## WHAT THE TASK REQUIRES
Starting at the line containing "find the red" and ending at the close of the records, write those lines out again with the requests unchanged, adding 96 to every bounding-box coordinate in the answers.

§ §

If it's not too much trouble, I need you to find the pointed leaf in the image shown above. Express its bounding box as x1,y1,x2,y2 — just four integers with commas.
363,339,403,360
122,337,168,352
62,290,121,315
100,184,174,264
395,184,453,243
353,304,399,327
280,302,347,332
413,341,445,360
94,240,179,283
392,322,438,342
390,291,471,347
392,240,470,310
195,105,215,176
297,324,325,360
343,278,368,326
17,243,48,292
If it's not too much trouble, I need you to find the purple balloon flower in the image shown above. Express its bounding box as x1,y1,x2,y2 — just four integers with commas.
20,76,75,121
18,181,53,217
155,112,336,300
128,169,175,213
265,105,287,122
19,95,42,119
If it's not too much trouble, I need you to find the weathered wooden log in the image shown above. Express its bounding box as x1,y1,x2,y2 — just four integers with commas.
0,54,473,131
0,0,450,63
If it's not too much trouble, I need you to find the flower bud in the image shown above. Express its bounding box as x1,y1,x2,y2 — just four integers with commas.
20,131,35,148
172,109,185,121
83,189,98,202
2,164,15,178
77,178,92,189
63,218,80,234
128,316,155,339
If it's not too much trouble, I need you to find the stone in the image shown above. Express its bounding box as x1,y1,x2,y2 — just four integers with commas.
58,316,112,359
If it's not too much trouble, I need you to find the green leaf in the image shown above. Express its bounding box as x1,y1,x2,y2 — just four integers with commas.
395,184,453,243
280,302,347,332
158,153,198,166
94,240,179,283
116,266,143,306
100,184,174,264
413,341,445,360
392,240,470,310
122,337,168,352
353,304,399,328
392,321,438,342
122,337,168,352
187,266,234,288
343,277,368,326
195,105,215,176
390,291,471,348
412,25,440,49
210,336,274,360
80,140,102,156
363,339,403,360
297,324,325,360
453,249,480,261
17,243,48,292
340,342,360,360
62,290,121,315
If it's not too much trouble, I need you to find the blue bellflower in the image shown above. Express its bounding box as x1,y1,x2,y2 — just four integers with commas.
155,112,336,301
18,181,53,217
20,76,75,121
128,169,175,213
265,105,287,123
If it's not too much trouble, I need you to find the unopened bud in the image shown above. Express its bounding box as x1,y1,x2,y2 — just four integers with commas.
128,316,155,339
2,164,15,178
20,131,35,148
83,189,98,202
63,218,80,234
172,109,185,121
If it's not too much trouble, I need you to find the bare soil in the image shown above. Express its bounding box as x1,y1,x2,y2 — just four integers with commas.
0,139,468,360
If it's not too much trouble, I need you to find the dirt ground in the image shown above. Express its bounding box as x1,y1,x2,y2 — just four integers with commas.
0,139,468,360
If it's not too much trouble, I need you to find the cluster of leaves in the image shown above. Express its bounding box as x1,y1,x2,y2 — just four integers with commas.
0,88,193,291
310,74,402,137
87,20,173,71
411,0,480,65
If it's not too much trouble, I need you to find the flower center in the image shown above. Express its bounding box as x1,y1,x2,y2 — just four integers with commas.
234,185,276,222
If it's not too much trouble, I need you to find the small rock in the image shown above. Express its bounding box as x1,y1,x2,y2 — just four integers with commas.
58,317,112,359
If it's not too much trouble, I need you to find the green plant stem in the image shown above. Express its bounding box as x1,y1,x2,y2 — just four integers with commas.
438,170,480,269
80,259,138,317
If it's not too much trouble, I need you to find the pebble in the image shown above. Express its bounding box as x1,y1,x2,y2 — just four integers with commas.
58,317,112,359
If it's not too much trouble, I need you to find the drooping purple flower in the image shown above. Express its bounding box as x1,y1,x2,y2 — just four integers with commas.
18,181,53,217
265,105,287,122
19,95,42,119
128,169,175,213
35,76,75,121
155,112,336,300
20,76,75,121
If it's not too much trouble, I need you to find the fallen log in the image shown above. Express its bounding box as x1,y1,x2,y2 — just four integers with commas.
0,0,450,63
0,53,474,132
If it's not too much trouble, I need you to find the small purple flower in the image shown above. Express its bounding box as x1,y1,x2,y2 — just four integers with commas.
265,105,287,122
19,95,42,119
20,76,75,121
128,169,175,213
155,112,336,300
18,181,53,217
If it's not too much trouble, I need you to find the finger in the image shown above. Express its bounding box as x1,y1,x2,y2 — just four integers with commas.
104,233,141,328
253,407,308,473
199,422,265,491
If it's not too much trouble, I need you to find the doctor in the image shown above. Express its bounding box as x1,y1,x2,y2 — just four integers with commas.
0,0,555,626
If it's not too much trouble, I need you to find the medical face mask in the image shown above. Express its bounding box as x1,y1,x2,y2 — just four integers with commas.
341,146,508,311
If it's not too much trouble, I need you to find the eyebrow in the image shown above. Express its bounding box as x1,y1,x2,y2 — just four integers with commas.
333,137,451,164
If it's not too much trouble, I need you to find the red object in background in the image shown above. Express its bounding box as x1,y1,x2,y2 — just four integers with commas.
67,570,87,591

§ §

## SOLVED PROBLEM
If it's not too much trouble, I need you to find the red object in background in the image shown above. Express its bounding box as x1,y1,x2,y2 — just four integers with commas.
163,666,183,687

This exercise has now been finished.